[[ SOURCE PASSAGE open ]]
On the front foot in the back row

OF ALL the rugby mementos Stephen Ferris picks up over the course of his career – and all indications are, on the evidence of the past month, there will be a fair few – nothing is likely to mean less to him than the Rugby World Cup cap that he was presented with at the outset of the tournament in Bordeaux in 2007.

On the front foot in the back row

A member of Eddie O’Sullivan’s 30-man squad back then, Ferris was one of three players from the original party unable to convince the coach that he was worth even a few seconds of playing time, despite the paucity of his teammates’ efforts, collectively as well as individually, from the start to the truncated finish of a truly miserable tournament in France.

How times have changed.

“The 2007 tournament was awkward for me,” says Ferris. “The team wasn’t playing well yet I knew from the second game onwards that the only way I was going to get a game was if somebody got injured. That was difficult. But I still enjoyed the overall experience. It’s the biggest rugby tournament in the world and I now know the kind of scrutiny you are under, I know what it’s all about, which I think will stand to me. And the experience will make me a bit more determined, too.”

Ferris certainly seems to be making up for lost time at this tournament. The Ulster man and Sean O’Brien have resembled a pair of human battering rams at the World Cup so far, not least in the encounter against Australia, where they provided their teammates with a near-constant supply of that rare commodity, go-forward ball. The work of the Irish scrum during in that particular game has, quite rightly, been lauded ever since but the effort of Ireland’s six and seven over the 80 minutes wasn’t all far behind.

Such super-human efforts, not only revolve around a player’s skill and raw physicality, but their hunger too, and Ferris’s seemingly insatiable appetite for destruction over the course of the past month in New Zealand has its genesis in the player’s recent past.
[[ SOURCE PASSAGE closed ]]
[[ ENTRIES SHOWN open ]]
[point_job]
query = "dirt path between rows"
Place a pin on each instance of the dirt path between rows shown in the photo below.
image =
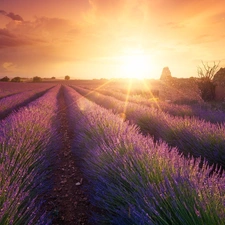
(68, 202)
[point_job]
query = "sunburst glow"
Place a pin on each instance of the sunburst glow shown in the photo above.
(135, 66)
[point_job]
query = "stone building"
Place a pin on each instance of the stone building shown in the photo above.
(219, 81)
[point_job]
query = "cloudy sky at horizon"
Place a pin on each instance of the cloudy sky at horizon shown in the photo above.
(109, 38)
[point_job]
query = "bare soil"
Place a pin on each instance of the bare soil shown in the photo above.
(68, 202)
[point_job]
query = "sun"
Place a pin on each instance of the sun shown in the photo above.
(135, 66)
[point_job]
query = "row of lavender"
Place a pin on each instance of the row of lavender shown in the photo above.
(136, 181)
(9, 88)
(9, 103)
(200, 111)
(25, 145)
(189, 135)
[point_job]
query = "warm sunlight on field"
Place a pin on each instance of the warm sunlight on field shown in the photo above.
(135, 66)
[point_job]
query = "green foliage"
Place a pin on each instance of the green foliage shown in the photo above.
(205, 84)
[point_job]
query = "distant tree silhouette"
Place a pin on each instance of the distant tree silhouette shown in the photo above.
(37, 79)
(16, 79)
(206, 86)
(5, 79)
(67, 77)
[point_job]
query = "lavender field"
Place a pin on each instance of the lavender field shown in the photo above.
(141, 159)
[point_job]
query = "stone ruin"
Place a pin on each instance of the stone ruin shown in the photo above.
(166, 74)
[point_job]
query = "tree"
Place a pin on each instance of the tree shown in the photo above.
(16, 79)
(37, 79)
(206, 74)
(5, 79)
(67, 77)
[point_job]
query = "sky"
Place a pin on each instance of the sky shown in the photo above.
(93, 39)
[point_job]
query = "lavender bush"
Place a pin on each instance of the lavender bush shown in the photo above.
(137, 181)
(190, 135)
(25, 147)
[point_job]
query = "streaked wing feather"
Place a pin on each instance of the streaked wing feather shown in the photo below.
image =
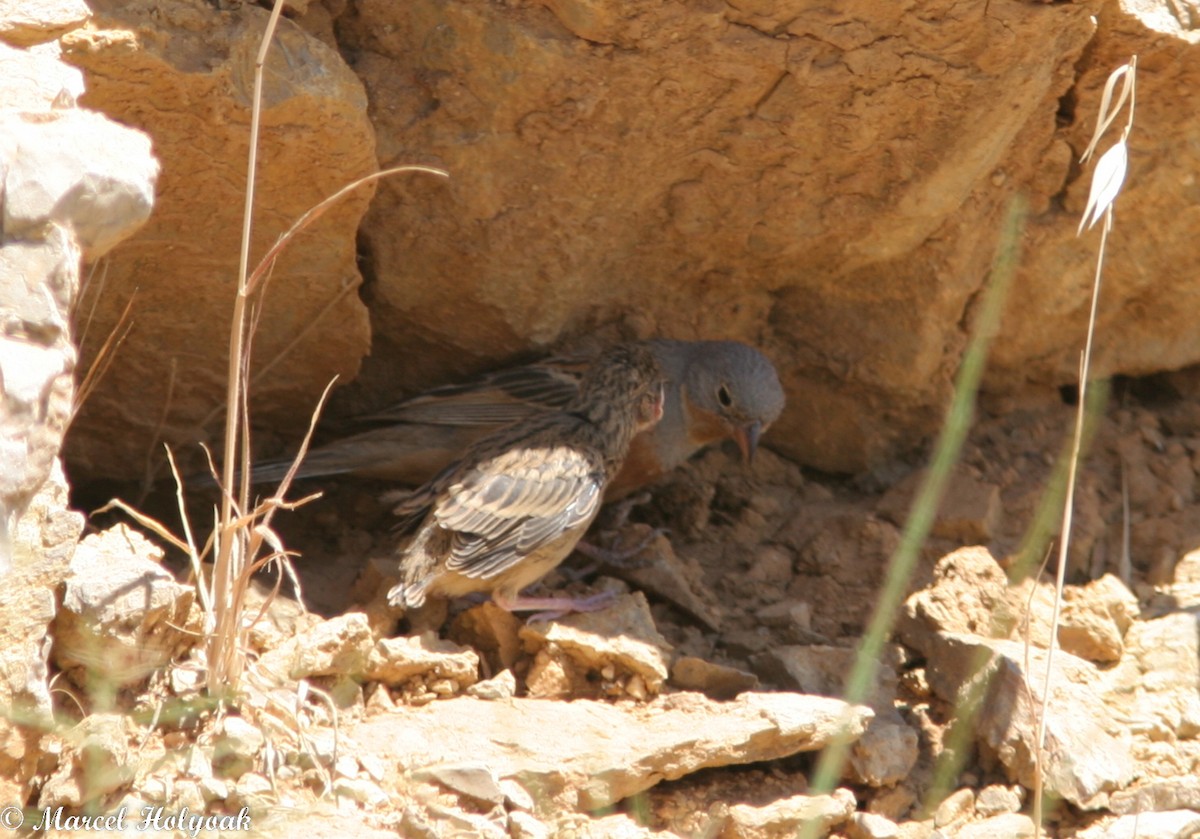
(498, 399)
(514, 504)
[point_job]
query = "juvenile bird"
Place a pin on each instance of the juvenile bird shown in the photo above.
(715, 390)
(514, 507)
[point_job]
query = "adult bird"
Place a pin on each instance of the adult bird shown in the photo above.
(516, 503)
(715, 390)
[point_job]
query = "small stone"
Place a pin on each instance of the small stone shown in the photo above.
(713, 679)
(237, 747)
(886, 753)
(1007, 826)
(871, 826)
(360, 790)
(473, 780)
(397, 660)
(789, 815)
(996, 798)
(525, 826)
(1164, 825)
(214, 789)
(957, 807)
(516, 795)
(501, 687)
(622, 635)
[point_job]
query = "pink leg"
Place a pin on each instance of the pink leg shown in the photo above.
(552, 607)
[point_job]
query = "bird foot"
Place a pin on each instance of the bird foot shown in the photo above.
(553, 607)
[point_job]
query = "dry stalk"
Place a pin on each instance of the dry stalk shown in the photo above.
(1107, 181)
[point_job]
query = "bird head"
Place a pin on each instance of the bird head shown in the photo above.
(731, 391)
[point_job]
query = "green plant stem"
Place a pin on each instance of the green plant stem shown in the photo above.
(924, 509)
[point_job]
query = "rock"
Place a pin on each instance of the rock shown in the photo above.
[[ ENTRIES SHOWN closed ]]
> **EXERCISES TO COMPLETE**
- 1) Copy the stretch of the Stephen Ferris article from "OF ALL the rugby" through "Bordeaux in 2007.".
- 2) According to the Stephen Ferris article, in what city was Ferris presented with his Rugby World Cup cap in 2007?
- 3) List every person named in the Stephen Ferris article.

> **RESULTS BY TASK**
- 1)
OF ALL the rugby mementos Stephen Ferris picks up over the course of his career – and all indications are, on the evidence of the past month, there will be a fair few – nothing is likely to mean less to him than the Rugby World Cup cap that he was presented with at the outset of the tournament in Bordeaux in 2007.

- 2) Bordeaux

- 3) Stephen Ferris, Eddie O’Sullivan, Sean O’Brien